§ **Exercise text**
===

To be fair it’s a little unfair to call it the John’s Hopkins University dashboard when a graduate student (Ensheng Dong) built it for or with Professor Lauren Gardner, a civil and systems engineering professor.
Also I have to give a shout out to Splunk. They tend to be known for over-priced proprietary data quicksand, yet they’ve very nicely announced removing their usual red flags by offering an app via github for COVID-19 data.
While we will continue to expand our app and add features, we understand that others have their own ideas of how to visualize this data. Feel free to clone this app and create your own version, or get in touch with us… to collaborate and submit data and visualizations that you think others may find useful in the publicly available app.
There’s just a little problem. Can you understand this chart?
It reminds me of this old National Geographic chart of “Vaccine Victories” but gone completely wrong.
Hate to be cynical in the face of a gift horse, yet that default visualization for a flagship dashboard is so illegible… no wonder they’re giving it away and asking for community to do better. It just maybe is why they’re pushing the general public to post ideas.
By the way, does anyone really want to use “Day 62.5” in a chart?
Second, the Best.
Singapore is unquestionably the best national site. It baffles me why the US federal government couldn’t grab Kibana and put this together in a week at most.
The first cases come around January 20th and growth is contained. It’s all very easy to see, and they offer numerous ways to pivot the data by demographics and region over time. It’s so good, I just imagine a competent White House would have had a same or better one by end of January at the latest.
On a more local level, and also in the US, Washington State Hospital Association has posted a fascinating new map by Albert Froling using Tableau.
The “testings” donut on the lower right is my favorite widget, although it tells us 8% of tests are positive when we really should want to know what percentage of the total population has been tested and when. Anyway, the whole thing feels masterful after playing with so many bad examples.
Meanwhile the White House is attacking Washington state leaders using cheap name-calling and jealous taunts.
In remarks that many found confounding and frightening, [White House occupant] described the governor of Washington state as a “snake”, praised his own expertise and falsely claimed that anyone who wants a coronavirus test can get one. Pence was later forced to correct this.
It only stands to reason that the federal and Washington state visualizations of virus test results are complete opposite ends of the spectrum.
Third, the Tactical.
Washington Post has done a great job capturing and applying the classic contagion lessons of big data visualizations.
They’ve taken the vaccination simulations, everyone knows all too well in visualization templates and games to learn from, and made an extremely useful point about why social distancing action was needed immediately after the first cases were confirmed.

===

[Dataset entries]

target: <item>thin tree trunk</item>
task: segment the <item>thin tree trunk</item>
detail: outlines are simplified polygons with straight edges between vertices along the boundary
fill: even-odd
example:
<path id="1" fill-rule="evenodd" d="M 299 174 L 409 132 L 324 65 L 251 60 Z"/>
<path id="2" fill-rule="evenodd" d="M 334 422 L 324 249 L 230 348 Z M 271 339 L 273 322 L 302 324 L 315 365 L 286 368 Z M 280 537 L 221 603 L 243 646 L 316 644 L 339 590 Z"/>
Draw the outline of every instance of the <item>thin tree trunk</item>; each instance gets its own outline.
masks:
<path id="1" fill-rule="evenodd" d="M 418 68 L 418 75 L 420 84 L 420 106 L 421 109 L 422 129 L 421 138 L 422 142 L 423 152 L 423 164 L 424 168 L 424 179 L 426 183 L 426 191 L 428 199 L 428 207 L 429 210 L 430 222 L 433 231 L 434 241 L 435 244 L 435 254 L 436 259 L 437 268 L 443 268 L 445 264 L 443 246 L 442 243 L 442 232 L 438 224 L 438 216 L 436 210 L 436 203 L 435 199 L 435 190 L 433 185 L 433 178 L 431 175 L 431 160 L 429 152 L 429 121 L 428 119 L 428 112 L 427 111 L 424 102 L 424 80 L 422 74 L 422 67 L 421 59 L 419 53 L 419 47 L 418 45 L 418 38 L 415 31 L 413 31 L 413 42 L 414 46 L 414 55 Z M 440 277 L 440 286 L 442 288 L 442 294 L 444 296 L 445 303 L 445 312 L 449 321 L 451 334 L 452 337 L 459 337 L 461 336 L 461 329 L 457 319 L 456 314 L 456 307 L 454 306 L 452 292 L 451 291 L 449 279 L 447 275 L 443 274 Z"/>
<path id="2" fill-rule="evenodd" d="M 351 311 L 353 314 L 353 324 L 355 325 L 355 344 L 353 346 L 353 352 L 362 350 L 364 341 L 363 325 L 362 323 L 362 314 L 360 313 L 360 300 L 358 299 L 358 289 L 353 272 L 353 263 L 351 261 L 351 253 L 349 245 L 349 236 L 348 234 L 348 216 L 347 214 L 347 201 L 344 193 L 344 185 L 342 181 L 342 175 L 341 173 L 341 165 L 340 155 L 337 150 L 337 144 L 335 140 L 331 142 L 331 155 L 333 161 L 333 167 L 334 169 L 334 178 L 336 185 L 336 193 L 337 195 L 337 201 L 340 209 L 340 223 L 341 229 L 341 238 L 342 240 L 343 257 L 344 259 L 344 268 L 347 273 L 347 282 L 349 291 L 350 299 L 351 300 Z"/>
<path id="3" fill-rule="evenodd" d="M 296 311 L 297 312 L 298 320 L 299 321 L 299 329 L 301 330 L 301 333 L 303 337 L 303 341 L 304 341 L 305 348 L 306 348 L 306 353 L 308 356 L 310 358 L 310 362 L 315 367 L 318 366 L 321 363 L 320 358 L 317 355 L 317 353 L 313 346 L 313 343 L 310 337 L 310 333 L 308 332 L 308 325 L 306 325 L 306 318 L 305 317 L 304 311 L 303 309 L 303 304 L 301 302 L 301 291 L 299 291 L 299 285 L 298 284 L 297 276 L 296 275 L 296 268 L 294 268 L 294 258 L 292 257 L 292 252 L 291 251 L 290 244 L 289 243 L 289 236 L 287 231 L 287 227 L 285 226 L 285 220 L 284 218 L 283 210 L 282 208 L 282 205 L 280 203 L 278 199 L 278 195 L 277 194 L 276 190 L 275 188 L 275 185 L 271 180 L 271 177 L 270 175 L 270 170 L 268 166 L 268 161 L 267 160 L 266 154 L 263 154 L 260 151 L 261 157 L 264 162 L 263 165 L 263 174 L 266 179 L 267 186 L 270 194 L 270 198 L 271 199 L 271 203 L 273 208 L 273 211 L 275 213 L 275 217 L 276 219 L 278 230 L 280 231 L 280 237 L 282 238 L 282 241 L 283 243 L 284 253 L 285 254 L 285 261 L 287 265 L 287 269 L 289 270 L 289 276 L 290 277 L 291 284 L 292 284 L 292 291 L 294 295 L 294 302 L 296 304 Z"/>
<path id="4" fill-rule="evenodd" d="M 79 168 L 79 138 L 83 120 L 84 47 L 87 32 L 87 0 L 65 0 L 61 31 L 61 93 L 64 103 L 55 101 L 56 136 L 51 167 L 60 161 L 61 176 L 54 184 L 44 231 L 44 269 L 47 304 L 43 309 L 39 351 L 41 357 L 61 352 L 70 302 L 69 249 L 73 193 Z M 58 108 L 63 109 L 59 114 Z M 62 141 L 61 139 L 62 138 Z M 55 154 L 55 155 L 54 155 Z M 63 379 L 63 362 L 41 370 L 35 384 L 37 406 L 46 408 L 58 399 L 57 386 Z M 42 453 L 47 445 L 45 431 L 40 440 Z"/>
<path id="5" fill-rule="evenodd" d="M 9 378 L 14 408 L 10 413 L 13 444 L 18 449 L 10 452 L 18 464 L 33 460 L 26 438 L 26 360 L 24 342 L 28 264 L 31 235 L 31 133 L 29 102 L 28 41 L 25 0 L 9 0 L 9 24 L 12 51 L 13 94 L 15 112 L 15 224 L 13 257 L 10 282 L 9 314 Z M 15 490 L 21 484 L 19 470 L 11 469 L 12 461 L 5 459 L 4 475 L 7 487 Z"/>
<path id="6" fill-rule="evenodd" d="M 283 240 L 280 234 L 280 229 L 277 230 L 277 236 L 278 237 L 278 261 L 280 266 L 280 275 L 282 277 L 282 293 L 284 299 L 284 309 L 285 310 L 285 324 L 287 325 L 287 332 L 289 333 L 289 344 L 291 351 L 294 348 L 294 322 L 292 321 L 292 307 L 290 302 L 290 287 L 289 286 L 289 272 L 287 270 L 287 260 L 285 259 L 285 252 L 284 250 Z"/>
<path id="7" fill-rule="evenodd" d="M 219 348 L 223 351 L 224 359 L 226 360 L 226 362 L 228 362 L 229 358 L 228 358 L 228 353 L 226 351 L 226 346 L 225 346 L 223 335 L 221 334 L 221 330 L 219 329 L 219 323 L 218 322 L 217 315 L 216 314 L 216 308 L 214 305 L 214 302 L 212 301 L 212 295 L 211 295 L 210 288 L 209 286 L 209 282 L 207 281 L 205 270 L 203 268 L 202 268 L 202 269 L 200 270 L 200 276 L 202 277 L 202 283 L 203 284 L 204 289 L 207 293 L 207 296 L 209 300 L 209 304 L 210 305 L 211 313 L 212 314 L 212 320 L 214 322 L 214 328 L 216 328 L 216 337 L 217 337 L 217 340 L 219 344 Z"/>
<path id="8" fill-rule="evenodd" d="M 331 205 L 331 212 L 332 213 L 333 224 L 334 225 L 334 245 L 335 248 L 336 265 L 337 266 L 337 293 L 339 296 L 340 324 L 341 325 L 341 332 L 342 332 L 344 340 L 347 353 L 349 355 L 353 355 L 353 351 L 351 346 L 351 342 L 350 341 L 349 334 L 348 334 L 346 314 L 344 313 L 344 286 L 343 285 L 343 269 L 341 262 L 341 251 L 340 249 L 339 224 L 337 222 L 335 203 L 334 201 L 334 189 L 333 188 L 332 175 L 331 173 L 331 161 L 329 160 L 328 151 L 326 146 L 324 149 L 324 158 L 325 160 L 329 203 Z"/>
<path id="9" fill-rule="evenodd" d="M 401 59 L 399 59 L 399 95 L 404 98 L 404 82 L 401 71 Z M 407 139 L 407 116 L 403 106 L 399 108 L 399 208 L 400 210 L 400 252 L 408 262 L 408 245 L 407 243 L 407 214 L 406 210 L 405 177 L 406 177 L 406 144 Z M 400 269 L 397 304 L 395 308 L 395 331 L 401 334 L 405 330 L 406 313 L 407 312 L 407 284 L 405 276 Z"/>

===

§ **Exercise instructions**
1: List every person mentioned by name in the post about COVID-19 dashboards.
2: Please copy a passage from the post about COVID-19 dashboards word for word. Begin at the words "Hate to be cynical" and stop after "to post ideas.".
Rely only on the post about COVID-19 dashboards and ignore the entries.

§ **Numbered answers**
1: Ensheng Dong, Lauren Gardner, Albert Froling, Pence

2:
Hate to be cynical in the face of a gift horse, yet that default visualization for a flagship dashboard is so illegible… no wonder they’re giving it away and asking for community to do better. It just maybe is why they’re pushing the general public to post ideas.